§ TASK TO CARRY OUT: Swap each "keypoint" in the lines for "marker", keeping everything else the same.

:: MATERIAL PROVIDED ::

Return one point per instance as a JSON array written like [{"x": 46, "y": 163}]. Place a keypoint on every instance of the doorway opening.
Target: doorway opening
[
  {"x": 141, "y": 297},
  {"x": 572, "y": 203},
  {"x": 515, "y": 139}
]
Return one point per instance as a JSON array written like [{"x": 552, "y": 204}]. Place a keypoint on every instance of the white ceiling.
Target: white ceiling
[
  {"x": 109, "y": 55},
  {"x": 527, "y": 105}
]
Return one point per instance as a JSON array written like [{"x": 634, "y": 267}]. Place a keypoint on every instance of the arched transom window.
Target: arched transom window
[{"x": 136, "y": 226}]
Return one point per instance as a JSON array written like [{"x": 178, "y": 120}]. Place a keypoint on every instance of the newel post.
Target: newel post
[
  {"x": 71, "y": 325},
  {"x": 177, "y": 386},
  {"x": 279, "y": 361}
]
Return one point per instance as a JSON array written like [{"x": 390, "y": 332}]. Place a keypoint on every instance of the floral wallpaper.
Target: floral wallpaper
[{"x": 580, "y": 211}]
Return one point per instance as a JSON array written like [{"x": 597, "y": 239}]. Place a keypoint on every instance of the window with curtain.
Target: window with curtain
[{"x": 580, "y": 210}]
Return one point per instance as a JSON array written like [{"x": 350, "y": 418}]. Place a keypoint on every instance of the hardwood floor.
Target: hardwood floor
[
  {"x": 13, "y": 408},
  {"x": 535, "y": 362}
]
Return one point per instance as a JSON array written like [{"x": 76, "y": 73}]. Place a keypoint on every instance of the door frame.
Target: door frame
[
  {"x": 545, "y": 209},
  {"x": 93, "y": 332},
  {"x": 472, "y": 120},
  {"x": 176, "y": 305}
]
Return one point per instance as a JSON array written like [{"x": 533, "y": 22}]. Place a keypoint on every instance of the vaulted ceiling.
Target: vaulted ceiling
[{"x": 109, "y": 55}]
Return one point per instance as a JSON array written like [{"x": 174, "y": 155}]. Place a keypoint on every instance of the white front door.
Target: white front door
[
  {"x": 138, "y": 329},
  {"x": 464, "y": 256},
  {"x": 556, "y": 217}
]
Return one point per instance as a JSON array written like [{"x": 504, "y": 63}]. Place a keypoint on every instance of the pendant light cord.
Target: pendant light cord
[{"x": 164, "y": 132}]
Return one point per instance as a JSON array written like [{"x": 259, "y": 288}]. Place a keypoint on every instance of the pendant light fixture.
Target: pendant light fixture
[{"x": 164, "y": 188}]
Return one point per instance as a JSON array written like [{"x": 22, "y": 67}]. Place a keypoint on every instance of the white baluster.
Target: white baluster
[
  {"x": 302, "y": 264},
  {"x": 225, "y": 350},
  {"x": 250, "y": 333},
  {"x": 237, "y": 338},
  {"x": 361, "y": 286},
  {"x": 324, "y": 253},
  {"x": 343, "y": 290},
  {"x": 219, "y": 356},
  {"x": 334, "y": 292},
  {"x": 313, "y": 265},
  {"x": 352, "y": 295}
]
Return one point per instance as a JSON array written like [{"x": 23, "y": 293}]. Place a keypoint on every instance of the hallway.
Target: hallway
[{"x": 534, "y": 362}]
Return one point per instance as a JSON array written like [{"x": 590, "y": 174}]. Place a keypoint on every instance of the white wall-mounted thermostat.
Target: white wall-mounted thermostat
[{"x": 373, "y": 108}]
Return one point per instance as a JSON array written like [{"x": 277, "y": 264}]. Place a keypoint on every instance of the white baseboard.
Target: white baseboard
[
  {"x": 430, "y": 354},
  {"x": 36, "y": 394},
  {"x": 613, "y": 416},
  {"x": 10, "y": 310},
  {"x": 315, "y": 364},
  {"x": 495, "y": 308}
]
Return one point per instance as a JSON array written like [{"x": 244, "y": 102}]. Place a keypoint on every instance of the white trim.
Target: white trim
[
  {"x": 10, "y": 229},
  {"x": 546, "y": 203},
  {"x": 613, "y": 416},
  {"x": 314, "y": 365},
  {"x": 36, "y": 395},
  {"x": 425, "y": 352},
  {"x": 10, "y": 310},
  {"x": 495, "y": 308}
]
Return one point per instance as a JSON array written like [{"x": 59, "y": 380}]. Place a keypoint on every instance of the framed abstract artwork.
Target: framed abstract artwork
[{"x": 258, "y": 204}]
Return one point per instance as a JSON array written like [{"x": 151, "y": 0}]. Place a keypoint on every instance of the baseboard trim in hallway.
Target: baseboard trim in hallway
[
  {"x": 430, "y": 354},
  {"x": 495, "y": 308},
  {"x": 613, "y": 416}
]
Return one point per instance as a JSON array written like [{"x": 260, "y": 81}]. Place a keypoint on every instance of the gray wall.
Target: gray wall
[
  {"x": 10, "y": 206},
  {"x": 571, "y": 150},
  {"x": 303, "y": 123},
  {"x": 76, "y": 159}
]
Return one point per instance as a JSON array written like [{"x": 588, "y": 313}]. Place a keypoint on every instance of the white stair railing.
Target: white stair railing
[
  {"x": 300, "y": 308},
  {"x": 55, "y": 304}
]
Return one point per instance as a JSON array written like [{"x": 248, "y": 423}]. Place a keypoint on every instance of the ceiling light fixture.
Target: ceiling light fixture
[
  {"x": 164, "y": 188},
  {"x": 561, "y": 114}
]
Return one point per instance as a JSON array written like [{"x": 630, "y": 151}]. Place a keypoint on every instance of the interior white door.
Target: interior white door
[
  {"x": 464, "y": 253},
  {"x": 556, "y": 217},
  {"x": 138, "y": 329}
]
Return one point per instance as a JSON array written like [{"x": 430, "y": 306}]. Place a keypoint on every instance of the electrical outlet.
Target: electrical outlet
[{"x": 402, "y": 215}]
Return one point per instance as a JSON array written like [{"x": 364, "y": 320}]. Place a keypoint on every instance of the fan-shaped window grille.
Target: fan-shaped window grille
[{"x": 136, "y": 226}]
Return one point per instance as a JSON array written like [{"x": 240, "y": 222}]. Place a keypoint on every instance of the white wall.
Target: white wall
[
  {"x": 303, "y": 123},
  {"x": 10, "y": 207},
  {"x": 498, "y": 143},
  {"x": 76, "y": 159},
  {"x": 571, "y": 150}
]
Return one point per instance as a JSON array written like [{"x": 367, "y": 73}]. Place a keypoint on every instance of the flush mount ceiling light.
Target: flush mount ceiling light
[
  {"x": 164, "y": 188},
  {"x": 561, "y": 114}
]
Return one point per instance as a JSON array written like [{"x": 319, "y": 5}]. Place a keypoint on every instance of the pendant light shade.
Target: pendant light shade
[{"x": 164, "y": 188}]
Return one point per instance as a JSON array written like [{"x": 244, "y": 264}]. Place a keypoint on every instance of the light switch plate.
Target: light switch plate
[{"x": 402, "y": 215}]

:::

§ TASK OUTPUT:
Return one point per instance as a JSON array written like [{"x": 46, "y": 163}]. Place a marker on every instance of the doorway opening.
Target: doorway opening
[
  {"x": 141, "y": 297},
  {"x": 572, "y": 203},
  {"x": 515, "y": 139}
]
Return one point per instance as a JSON array written like [{"x": 552, "y": 204}]. Place a marker on every instance of the white ceiling.
Target: white ceiling
[
  {"x": 109, "y": 55},
  {"x": 527, "y": 105}
]
Return one point per instance as a JSON array written like [{"x": 634, "y": 267}]. Place a marker on every instance of the arched transom window.
Target: arched transom window
[{"x": 136, "y": 226}]
Return one point per instance as a JSON array written like [{"x": 178, "y": 120}]. Place a marker on every instance of the newel post.
Target: newel post
[
  {"x": 71, "y": 325},
  {"x": 177, "y": 386},
  {"x": 279, "y": 361}
]
Return one point per instance as a JSON array written like [{"x": 390, "y": 332}]. Place a marker on every instance of the floral wallpaper.
Target: floral wallpaper
[{"x": 580, "y": 211}]
Return one point per instance as a JSON array written like [{"x": 597, "y": 239}]. Place a marker on every instance of the window with curtain.
Target: window with curtain
[{"x": 580, "y": 210}]
Return one point per instance as a JSON array written like [{"x": 350, "y": 418}]. Place a marker on every instance of the hardwood floor.
Target: hardwood floor
[
  {"x": 13, "y": 408},
  {"x": 535, "y": 362}
]
Return one point per instance as a JSON array written like [{"x": 76, "y": 73}]. Place a marker on every instance of the door frame.
Target: door frame
[
  {"x": 545, "y": 209},
  {"x": 93, "y": 332},
  {"x": 472, "y": 120},
  {"x": 176, "y": 305}
]
Return one point per instance as a JSON array written like [{"x": 533, "y": 22}]. Place a marker on every instance of the vaulted ceiling.
Target: vaulted ceiling
[{"x": 109, "y": 55}]
Return one point per instance as a JSON array written like [{"x": 174, "y": 155}]. Place a marker on every instance of the white front door.
Target: white front door
[
  {"x": 138, "y": 329},
  {"x": 464, "y": 256},
  {"x": 556, "y": 217}
]
Return one point per instance as a JSON array written like [{"x": 504, "y": 63}]. Place a marker on every instance of the pendant light cord.
Target: pendant light cord
[{"x": 164, "y": 132}]
Return one point per instance as a JSON array written like [{"x": 259, "y": 288}]. Place a marker on every instance of the pendant light fixture.
Target: pendant light fixture
[{"x": 164, "y": 188}]
Return one point per instance as a JSON array written like [{"x": 22, "y": 67}]. Place a marker on every instance of the white baluster.
Target: white baluster
[
  {"x": 302, "y": 264},
  {"x": 225, "y": 350},
  {"x": 250, "y": 333},
  {"x": 237, "y": 338},
  {"x": 361, "y": 286},
  {"x": 324, "y": 253},
  {"x": 343, "y": 290},
  {"x": 219, "y": 356},
  {"x": 334, "y": 292},
  {"x": 313, "y": 265},
  {"x": 352, "y": 295}
]
Return one point per instance as a JSON array written like [{"x": 23, "y": 293}]. Place a marker on every instance of the hallway.
Target: hallway
[{"x": 534, "y": 362}]
Return one point per instance as a JSON array written like [{"x": 590, "y": 174}]. Place a marker on every instance of the white wall-mounted thermostat.
Target: white wall-mounted thermostat
[{"x": 373, "y": 108}]
Return one point per instance as a JSON array written like [{"x": 277, "y": 264}]. Place a marker on every instance of the white baseboard.
Target: white baseboard
[
  {"x": 430, "y": 354},
  {"x": 36, "y": 394},
  {"x": 613, "y": 416},
  {"x": 10, "y": 310},
  {"x": 315, "y": 364},
  {"x": 495, "y": 308}
]
Return one point per instance as a JSON array written like [{"x": 244, "y": 102}]. Place a marker on every instance of the white trim.
Target: white trim
[
  {"x": 10, "y": 229},
  {"x": 546, "y": 203},
  {"x": 613, "y": 416},
  {"x": 314, "y": 365},
  {"x": 36, "y": 395},
  {"x": 425, "y": 352},
  {"x": 10, "y": 310},
  {"x": 495, "y": 308}
]
Return one point per instance as a JSON array written like [{"x": 59, "y": 380}]. Place a marker on every instance of the framed abstract artwork.
Target: framed abstract artwork
[{"x": 258, "y": 204}]
Return one point per instance as a JSON array written like [{"x": 151, "y": 0}]. Place a marker on every instance of the baseboard trim in hallway.
Target: baseboard trim in hallway
[
  {"x": 430, "y": 354},
  {"x": 495, "y": 308},
  {"x": 613, "y": 416}
]
Return one point per instance as a JSON array written like [{"x": 260, "y": 81}]. Place a marker on every instance of the gray wall.
Target: gray wall
[
  {"x": 10, "y": 206},
  {"x": 571, "y": 150},
  {"x": 303, "y": 123},
  {"x": 76, "y": 159}
]
Return one point per instance as a JSON array written like [{"x": 588, "y": 313}]. Place a marker on every instance of the white stair railing.
Target: white stair railing
[
  {"x": 300, "y": 308},
  {"x": 55, "y": 304}
]
Return one point per instance as a JSON array written like [{"x": 248, "y": 423}]. Place a marker on every instance of the ceiling light fixture.
Target: ceiling light fixture
[
  {"x": 164, "y": 188},
  {"x": 561, "y": 114}
]
Return one point per instance as a JSON array written like [{"x": 630, "y": 151}]. Place a marker on every instance of the interior white door.
Target: interior white door
[
  {"x": 464, "y": 253},
  {"x": 556, "y": 217},
  {"x": 138, "y": 329}
]
Return one point per instance as a JSON array written like [{"x": 430, "y": 306}]. Place a marker on every instance of the electrical outlet.
Target: electrical outlet
[{"x": 402, "y": 215}]
Return one point per instance as a JSON array written like [{"x": 364, "y": 320}]. Place a marker on every instance of the fan-shaped window grille.
Target: fan-shaped window grille
[{"x": 136, "y": 226}]
Return one point per instance as a JSON array written like [{"x": 240, "y": 222}]. Place a marker on every instance of the white wall.
Target: white wall
[
  {"x": 303, "y": 123},
  {"x": 10, "y": 207},
  {"x": 498, "y": 143},
  {"x": 76, "y": 159},
  {"x": 571, "y": 150}
]
Return one point per instance as a JSON array written like [{"x": 367, "y": 73}]. Place a marker on every instance of the flush mount ceiling light.
Target: flush mount ceiling light
[
  {"x": 164, "y": 188},
  {"x": 561, "y": 114}
]
Return one point per instance as a JSON array written like [{"x": 319, "y": 5}]. Place a marker on every instance of the pendant light shade.
Target: pendant light shade
[{"x": 164, "y": 188}]
Return one point per instance as a JSON array written like [{"x": 244, "y": 264}]. Place a marker on every instance of the light switch plate.
Target: light switch plate
[{"x": 402, "y": 215}]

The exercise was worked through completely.